## Document segment

Alignment of TLS data

For our purposes of observing snow accumulation and redistribution, the greatest source of error is bias due to misalignment of SingleScans from measurements on different dates. The stochastic errors due to measurement uncertainty within a SingleScan are insignificant15. We developed a three step process to align SingleScans from one Project (Project_1) to another Project (Project_0):

  1. 1.

    Coarsely align Project_1 to Project_0 by minimizing the least-squares error between their reflector positions.

  2. 2.

    Align each SingleScan in Project_1 to the nearest SingleScan in Project_0 using local maxima as keypoints, which reduces tilt biases (a tilt bias of 0.0001 radian creates a vertical error of 0.01 m at 100 m distance from the scanner).

  3. 3.

    Perform a fine-scale vertical alignment for each SingleScan in Project_1 by minimizing modal vertical differences between it and Project_0.

## Listed entries
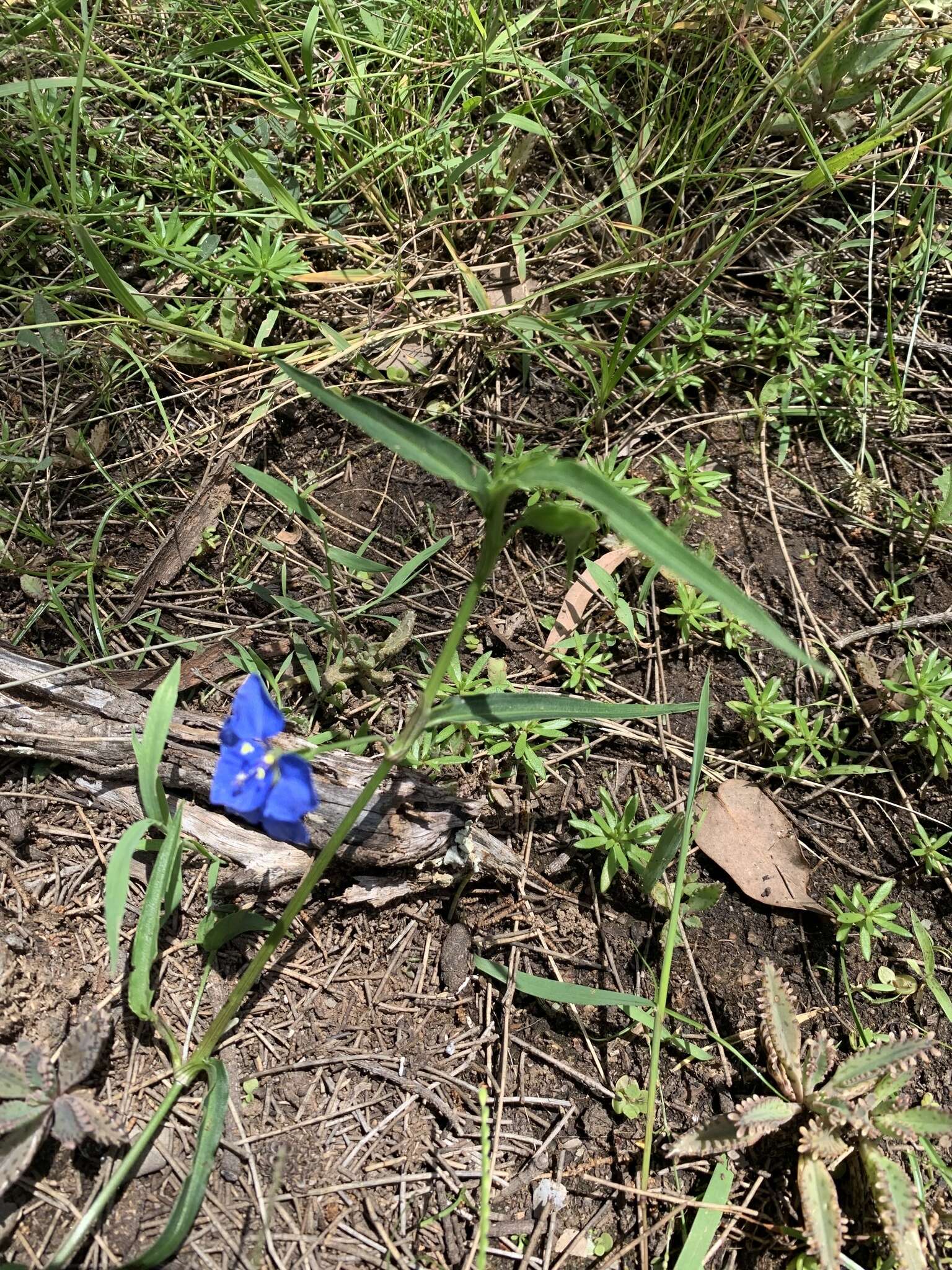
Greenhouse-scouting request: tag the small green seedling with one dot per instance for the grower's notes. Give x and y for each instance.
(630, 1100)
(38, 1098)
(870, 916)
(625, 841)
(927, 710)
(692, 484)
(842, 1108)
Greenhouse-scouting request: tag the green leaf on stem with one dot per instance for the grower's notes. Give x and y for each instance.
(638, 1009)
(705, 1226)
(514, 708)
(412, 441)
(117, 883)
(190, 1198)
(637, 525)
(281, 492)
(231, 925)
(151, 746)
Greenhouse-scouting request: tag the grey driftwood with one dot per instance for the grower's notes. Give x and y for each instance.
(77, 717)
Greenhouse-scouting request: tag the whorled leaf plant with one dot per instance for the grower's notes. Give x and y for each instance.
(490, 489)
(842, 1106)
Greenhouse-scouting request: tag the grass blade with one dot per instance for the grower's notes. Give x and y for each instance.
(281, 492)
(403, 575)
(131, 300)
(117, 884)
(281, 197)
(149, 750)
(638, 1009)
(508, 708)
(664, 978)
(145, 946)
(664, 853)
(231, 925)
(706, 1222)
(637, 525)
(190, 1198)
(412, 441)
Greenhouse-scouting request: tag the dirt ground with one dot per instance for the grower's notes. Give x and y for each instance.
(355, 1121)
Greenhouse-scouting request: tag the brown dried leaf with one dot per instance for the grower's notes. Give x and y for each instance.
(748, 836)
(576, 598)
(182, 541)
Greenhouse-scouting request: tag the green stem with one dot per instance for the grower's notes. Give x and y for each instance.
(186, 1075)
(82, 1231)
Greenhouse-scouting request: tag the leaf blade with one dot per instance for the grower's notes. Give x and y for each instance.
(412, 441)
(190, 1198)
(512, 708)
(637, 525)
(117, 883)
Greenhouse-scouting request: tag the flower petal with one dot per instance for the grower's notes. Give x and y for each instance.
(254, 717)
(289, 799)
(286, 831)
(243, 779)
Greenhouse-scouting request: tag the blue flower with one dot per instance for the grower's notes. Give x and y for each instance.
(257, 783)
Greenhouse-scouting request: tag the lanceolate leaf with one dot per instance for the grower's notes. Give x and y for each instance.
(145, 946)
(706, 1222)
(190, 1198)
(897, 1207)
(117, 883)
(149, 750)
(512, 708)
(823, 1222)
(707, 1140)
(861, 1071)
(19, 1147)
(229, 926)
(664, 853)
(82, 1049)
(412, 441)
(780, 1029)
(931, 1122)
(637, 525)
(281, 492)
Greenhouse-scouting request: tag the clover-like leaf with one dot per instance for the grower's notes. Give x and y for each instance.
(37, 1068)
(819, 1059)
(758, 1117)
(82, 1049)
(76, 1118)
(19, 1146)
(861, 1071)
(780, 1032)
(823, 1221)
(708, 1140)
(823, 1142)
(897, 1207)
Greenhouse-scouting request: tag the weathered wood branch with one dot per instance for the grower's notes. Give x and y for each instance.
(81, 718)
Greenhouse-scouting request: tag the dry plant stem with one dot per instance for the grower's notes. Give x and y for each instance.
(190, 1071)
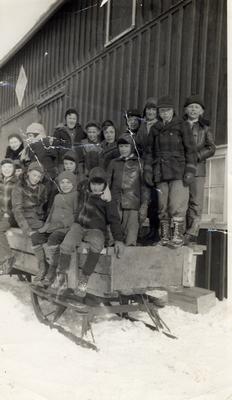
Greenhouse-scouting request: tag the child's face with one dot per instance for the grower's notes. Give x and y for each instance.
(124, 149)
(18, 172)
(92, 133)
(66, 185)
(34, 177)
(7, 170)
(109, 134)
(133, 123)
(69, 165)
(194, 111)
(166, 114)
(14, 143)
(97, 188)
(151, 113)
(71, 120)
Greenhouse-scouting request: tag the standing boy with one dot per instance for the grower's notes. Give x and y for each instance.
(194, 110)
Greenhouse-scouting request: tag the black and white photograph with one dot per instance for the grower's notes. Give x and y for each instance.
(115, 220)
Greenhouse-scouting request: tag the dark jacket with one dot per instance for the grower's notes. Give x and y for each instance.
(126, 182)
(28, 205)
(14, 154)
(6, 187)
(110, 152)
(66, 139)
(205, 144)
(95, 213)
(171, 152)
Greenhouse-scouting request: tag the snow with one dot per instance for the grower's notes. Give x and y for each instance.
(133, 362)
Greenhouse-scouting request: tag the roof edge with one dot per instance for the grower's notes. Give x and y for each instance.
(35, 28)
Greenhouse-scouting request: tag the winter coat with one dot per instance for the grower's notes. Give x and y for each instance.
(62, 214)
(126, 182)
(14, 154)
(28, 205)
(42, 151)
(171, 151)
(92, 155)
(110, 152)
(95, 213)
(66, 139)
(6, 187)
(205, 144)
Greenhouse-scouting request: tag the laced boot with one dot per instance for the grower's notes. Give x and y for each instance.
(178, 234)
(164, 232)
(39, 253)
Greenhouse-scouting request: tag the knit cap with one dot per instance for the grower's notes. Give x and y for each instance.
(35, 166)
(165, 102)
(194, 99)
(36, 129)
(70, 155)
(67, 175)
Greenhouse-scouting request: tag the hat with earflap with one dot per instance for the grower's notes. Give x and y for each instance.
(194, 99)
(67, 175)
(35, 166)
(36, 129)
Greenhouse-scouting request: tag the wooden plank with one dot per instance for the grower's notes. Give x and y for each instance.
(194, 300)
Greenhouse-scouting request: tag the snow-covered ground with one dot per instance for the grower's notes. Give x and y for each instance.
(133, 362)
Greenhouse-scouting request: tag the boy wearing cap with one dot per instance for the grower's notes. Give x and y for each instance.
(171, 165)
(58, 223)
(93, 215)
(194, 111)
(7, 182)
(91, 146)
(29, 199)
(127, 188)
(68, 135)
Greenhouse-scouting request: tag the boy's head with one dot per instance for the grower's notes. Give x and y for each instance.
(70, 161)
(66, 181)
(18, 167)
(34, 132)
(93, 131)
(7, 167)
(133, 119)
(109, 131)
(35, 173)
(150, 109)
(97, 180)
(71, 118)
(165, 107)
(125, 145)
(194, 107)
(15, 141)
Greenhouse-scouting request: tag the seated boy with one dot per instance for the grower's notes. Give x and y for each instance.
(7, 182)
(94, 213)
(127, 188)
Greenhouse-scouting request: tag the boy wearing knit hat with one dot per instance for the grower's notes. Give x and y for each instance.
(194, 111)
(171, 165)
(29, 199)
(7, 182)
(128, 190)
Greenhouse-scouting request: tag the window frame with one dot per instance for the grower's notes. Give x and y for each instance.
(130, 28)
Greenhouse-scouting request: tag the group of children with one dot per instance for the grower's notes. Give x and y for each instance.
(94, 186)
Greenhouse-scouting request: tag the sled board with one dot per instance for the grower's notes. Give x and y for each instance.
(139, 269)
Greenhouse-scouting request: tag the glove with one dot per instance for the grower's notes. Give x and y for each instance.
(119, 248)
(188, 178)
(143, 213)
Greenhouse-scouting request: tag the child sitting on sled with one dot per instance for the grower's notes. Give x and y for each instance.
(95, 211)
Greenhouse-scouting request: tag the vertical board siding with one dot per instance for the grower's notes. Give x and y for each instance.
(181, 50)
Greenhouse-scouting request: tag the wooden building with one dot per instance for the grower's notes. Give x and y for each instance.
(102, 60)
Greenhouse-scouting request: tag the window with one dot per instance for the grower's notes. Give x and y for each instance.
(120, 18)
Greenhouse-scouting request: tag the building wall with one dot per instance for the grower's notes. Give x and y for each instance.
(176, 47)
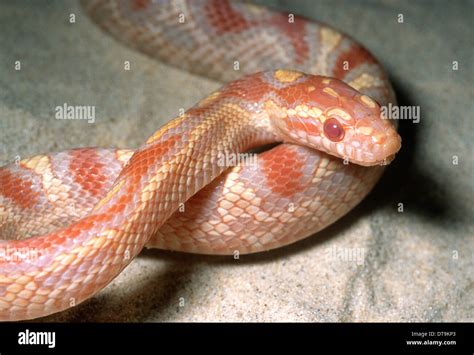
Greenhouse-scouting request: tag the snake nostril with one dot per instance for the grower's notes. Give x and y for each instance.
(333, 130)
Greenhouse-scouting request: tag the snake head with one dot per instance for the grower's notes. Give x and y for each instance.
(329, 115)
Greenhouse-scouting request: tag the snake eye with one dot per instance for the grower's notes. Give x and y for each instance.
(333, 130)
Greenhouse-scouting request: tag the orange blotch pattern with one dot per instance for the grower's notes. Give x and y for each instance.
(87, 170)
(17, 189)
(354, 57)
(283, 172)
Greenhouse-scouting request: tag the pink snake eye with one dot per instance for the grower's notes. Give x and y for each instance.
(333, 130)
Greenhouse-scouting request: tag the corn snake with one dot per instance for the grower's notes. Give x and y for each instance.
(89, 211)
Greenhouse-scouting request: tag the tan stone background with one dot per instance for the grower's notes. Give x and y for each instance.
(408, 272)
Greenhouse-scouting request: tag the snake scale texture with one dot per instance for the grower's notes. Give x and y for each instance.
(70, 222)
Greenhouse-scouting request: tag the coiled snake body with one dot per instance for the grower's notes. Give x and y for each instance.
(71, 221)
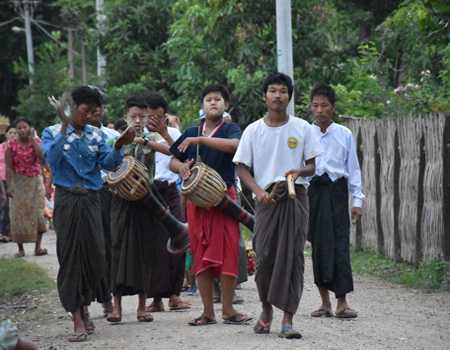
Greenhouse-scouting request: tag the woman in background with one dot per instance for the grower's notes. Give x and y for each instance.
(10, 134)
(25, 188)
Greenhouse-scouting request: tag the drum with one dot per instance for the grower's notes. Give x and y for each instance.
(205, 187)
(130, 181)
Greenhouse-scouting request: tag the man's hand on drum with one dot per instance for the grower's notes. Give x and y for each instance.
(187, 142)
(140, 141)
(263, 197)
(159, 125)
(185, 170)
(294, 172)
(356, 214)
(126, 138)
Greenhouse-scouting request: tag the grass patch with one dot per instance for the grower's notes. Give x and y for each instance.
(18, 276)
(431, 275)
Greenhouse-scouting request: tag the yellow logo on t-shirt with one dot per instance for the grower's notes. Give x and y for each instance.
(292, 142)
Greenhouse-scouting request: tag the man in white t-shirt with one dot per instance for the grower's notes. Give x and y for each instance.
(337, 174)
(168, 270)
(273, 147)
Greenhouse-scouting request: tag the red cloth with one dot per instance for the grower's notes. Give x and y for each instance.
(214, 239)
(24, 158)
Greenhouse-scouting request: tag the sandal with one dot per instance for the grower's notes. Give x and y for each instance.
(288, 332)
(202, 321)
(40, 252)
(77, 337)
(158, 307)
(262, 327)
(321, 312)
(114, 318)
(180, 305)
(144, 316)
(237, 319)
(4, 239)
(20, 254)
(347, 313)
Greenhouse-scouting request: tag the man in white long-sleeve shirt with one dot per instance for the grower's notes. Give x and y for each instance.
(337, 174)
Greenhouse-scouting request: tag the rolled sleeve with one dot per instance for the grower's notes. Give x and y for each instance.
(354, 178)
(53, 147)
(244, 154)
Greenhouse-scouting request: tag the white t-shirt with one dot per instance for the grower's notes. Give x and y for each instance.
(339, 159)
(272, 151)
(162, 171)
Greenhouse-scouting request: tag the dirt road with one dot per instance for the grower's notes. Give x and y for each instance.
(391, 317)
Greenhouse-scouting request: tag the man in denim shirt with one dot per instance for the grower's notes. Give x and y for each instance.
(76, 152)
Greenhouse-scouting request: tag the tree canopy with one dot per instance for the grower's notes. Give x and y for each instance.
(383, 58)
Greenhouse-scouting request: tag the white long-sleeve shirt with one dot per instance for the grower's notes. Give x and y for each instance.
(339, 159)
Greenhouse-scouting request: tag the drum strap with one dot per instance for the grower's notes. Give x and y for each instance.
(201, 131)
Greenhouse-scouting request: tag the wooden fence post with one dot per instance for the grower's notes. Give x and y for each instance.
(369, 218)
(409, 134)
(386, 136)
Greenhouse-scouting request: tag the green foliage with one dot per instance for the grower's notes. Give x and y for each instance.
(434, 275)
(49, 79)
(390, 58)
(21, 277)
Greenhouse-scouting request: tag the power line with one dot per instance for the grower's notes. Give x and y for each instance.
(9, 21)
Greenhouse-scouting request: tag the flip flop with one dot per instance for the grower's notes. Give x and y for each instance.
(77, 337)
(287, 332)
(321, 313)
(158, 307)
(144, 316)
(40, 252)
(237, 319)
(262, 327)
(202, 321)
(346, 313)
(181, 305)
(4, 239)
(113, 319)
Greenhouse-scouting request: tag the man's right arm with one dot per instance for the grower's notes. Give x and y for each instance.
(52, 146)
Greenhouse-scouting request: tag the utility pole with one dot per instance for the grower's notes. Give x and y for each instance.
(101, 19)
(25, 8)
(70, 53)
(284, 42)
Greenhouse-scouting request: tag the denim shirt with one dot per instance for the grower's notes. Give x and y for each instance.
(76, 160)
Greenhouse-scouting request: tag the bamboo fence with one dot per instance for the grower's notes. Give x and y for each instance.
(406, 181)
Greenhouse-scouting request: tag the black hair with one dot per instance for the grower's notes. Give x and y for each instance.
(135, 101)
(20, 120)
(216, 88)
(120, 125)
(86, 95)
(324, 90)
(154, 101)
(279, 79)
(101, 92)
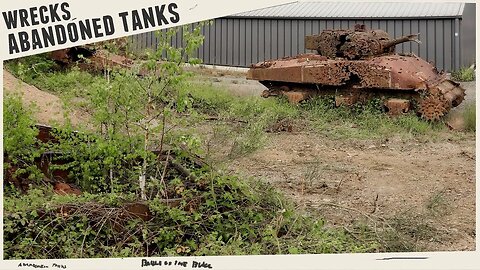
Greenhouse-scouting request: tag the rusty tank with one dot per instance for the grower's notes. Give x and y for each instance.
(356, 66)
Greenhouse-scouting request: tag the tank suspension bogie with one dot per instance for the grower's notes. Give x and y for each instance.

## What is asked
1) According to the TLS alignment text, what vertical error does a tilt bias of 0.0001 radian create at 100 m from the scanner?
2) Please print the TLS alignment text from "Alignment of TLS" to "from the scanner).".
The items are separate material and are not part of the TLS alignment text.

## Worked answers
1) 0.01 m

2)
Alignment of TLS data

For our purposes of observing snow accumulation and redistribution, the greatest source of error is bias due to misalignment of SingleScans from measurements on different dates. The stochastic errors due to measurement uncertainty within a SingleScan are insignificant15. We developed a three step process to align SingleScans from one Project (Project_1) to another Project (Project_0):

  1. 1.

    Coarsely align Project_1 to Project_0 by minimizing the least-squares error between their reflector positions.

  2. 2.

    Align each SingleScan in Project_1 to the nearest SingleScan in Project_0 using local maxima as keypoints, which reduces tilt biases (a tilt bias of 0.0001 radian creates a vertical error of 0.01 m at 100 m distance from the scanner).